-------- READING TEXT --------

The Defendant sought costs in the sum of £3,690.00. It was observed by the Court that "no schedule of costs has been served as it should have been." 
 
The Claimant argued that the appropriate order, in light of this failure, was no order as to costs. Mrs Justice Steyn DBE stated that "In my judgment, that would be unjust given the ordinary rule that the successful party is entitled to their costs. Nevertheless, the fault for not providing a schedule of costs clearly lies with the defendant and it seems to me, in the circumstances, the only sums that I can properly summarily assess are the costs which I am told have been incurred in respect of counsel's appearance at the hearing today and drafting of the skeleton argument." 
 
The Court summarily assessed the Defendant's costs in the sum of £1,250.00, a reduction of nearly 70%.

--------

→ **EXERCISE OBJECTIVE**
Please pick up the account of the Defendant's costs claim after its last sentence, the one ending "a reduction of nearly 70%."

-------- DATASET CONTENT --------

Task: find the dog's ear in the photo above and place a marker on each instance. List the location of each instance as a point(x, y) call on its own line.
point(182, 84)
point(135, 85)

--------

→ **EXPECTED OUTPUT**
This is not the first time parties have been penalised for the failure to provide an N260 or Schedule of Costs. Indeed in the case of Kuznetsov, R (On the Application Of) v London Borough of Camden [2019] EWHC 3910 (Admin), Mr Justice Mostyn had no sympathy at all stating that "where the court is charged with a duty to bring closure by summary assessment, and where there is a positive duty to file a Form N260, the legal advisers having failed to do so they, having made that bed, must lie in it and they will not get an award of costs.” 
 
Practice Direction 44 9.5(4)(b) is extremely clear as to the requirements for filing and serving costs details: 
 
(4) The statement of costs must be filed at court and copies of it must be served on any party against whom an order for payment of those costs is intended to be sought as soon as possible and in any event – 
 
(a) for a fast track trial, not less than 2 days before the trial; and 
 
(b) for all other hearings, not less than 24 hours before the time fixed for the hearing. 
 
The lesson is that if seeking costs make sure details are provided to both the Court and opposing party prior to the hearing. A failure to do so can be costly.  
 
If you are unsure as to whether you might need a Schedule of Costs or would like some general guidance then get in touch for a no obligation chat with one of our friendly team. We are available by phone on 01482 534 567 or via e-mail by info@carterburnett.co.uk.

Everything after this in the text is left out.